Keep each line of the material that includes "Target", and leave out the rest.

-------- INFORMATION SHOWN

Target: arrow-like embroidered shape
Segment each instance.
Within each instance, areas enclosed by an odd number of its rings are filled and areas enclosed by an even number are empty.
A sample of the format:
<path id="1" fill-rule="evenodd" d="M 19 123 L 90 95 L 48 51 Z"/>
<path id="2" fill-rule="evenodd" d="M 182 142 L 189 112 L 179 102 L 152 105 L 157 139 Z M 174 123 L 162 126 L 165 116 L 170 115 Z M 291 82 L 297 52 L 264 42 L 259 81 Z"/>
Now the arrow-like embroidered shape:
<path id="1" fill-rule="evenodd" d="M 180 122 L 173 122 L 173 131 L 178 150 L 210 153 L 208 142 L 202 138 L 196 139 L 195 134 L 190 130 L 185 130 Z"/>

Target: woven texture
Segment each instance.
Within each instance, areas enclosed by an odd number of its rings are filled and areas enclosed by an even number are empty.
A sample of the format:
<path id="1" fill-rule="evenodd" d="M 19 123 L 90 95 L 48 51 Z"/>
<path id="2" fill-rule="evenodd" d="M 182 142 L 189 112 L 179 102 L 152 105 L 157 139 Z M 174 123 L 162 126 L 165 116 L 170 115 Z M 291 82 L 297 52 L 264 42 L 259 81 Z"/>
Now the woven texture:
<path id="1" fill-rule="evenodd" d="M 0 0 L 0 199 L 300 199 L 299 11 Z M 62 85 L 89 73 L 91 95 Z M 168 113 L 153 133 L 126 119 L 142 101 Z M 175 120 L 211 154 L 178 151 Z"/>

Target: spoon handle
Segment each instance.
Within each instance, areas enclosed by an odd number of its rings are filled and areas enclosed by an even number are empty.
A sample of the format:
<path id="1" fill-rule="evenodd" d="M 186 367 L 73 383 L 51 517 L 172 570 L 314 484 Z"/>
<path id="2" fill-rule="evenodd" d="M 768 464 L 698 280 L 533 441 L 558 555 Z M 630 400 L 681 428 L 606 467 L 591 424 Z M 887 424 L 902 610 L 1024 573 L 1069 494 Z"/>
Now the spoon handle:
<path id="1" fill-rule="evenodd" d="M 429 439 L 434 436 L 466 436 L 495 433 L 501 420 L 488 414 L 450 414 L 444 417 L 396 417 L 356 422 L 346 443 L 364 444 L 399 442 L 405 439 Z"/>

----------------

• SOLUTION TO THE EXERCISE
Target: arrow-like embroidered shape
Target: woven texture
Target: spoon handle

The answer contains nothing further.